### Задание
Пожалуйста, перепишите отрывок из письма с фронта от «Ты поймешь, моя» до «получишь полные ответы.», поменяв «Сергей Иванович» на «Николай Федорович».

### Текст документа
━━━

Письма с фронта. 1914-1917 год - Андрей Снесарев
Шрифт:
Интервал:
Закладка:
Я забыл тебе сказать главное: сегодня получил телеграмму от Архангельского: «Дармия Начдив 159 пехотной Генералу Снесареву Приказом 15 июня Вы пожалованы Георгием 3, поздравляю 17450. Архангельский».
Ты поймешь, моя золотая женушка, как я воспринял эту весть. Из начальников дивизий я, может быть, чуть ли не единственный кавалер Георгия 3-й степени, или нас отдельные единицы. Моя радость была бы в 10 раз более сильной, если бы обстановка была ласковее, но и за всем тем сердце мое преисполнено веселым жизнерадостным настроением. Воображаю, как обрадуется Сергей Иванович, который моей награды ждал с неменьшим нетерпением, чем я сам. Ну, об этом пока довольно.
Сегодня шлю телеграммы тебе, Архан[гельско]му и благодарственную в 64-ю дивизию. Куда делся Люткевич и кто такой этот полковник Попов, сказать тебе не могу… чтобы быть произведенным в генералы, он слишком молод. Может быть, его тянет Гутор, всегда к нему раньше благоволивший. Думаю, что на твое письмо ты получишь полные ответы.
Сейчас после дождя заиграло солнышко, и я из своей землянки выполз наверх к столику, за которым обыкновенно я и работаю. Кругом меня обыкновенно гудят православные, из тех, что нужны штабу: телефонисты, телеграфисты, рассыльные, полицейские и т. п. Хотя это народ и более культурный, но «мать» ими нет-нет да и культивируется, и тогда раздается голос твоего супруга, возвращающий горячих людей к норме. И как я не люблю эту «мать», хотя боготворю идею и благоговейно чту память меня родившей: шум может стоять адский – я пишу и занимаюсь, как ни в чем не бывало, но вот прозвучало слово «мать», и я весь встрепенулся, вскочил, нашел виновного и подвергаю его ругани и насмешке. Твоя жанровая картина об Ольховатке удивительна, я хохотал, хохотал и Ник[олай] Фед[орович], которому я читал относящиеся строки. Бабы народ прочный и довольно консервативный, их появления на сцену «товарищи», очевидно, не рассчитали, и оказалось, что против бабьего митинга или сборища они совершенно бессильны. Разогнать их пожарной кишкой, а тем более пулей (да баба наша посмелее нынешнего воина: ее не запугаешь) не позволяет статья (такой-то номер) их партийного трафарета – надо людей убеждать разумным словом, а повести бабу на классовых интересах, на ненависти к буржуям или вообще на социалистических помочах – так ведь баба слишком разумна и практична, как мать, домоседка и собственница (все таки печка да горшка два есть), чтобы попасть в товарищеские шоры, да сверх того ее к этому и не готовили. Вот она теперь и разошлась: в деревне вышибает мужика, в Киеве осматривает дома и проверяет запасы.

━━━

### Выдержки из данных
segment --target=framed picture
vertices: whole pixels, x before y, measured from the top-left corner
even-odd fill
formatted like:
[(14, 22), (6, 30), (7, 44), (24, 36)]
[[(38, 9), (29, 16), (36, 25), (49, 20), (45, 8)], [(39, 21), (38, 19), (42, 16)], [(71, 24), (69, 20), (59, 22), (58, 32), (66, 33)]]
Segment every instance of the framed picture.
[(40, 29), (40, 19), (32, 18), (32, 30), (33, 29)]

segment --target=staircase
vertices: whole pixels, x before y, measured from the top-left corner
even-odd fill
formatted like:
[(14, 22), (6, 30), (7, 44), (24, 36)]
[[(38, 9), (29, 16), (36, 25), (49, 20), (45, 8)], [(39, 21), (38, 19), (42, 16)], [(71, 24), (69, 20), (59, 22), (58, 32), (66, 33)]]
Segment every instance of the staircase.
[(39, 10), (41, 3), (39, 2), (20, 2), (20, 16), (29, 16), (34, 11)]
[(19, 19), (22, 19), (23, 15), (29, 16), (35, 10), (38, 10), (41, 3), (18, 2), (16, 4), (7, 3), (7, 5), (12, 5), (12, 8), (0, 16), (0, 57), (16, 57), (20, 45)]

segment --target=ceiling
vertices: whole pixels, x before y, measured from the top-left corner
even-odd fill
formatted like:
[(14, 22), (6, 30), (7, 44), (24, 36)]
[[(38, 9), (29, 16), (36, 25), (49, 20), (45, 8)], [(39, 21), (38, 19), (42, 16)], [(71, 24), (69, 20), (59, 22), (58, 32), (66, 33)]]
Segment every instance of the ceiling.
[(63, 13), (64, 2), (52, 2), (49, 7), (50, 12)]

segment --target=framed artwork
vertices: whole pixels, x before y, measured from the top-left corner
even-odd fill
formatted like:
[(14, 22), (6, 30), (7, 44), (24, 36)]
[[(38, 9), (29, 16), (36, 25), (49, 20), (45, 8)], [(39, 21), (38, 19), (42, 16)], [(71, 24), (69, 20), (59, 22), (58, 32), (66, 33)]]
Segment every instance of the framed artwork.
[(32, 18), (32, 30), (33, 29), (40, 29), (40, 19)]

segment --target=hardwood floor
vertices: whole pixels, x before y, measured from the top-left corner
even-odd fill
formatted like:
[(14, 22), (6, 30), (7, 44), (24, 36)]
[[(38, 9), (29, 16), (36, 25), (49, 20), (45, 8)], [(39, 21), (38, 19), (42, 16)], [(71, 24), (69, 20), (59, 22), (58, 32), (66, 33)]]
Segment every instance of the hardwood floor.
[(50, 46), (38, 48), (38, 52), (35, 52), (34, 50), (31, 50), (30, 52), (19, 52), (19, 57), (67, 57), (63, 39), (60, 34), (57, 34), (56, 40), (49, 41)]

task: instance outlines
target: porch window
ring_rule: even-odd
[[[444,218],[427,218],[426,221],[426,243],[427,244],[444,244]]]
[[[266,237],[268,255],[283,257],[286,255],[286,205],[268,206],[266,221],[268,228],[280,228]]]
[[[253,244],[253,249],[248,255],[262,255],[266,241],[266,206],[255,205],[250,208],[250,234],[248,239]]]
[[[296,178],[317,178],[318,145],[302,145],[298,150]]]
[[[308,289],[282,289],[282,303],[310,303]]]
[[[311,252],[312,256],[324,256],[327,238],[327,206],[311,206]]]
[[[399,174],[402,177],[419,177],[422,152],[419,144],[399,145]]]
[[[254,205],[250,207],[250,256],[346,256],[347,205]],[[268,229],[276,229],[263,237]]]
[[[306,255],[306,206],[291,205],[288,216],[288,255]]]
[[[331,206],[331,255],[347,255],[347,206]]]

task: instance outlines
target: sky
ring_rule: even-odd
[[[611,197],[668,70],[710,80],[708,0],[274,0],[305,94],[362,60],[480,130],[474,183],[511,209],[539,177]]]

━━━

### Ответ на задание
Ты поймешь, моя золотая женушка, как я воспринял эту весть. Из начальников дивизий я, может быть, чуть ли не единственный кавалер Георгия 3-й степени, или нас отдельные единицы. Моя радость была бы в 10 раз более сильной, если бы обстановка была ласковее, но и за всем тем сердце мое преисполнено веселым жизнерадостным настроением. Воображаю, как обрадуется Николай Федорович, который моей награды ждал с неменьшим нетерпением, чем я сам. Ну, об этом пока довольно.
Сегодня шлю телеграммы тебе, Архан[гельско]му и благодарственную в 64-ю дивизию. Куда делся Люткевич и кто такой этот полковник Попов, сказать тебе не могу… чтобы быть произведенным в генералы, он слишком молод. Может быть, его тянет Гутор, всегда к нему раньше благоволивший. Думаю, что на твое письмо ты получишь полные ответы.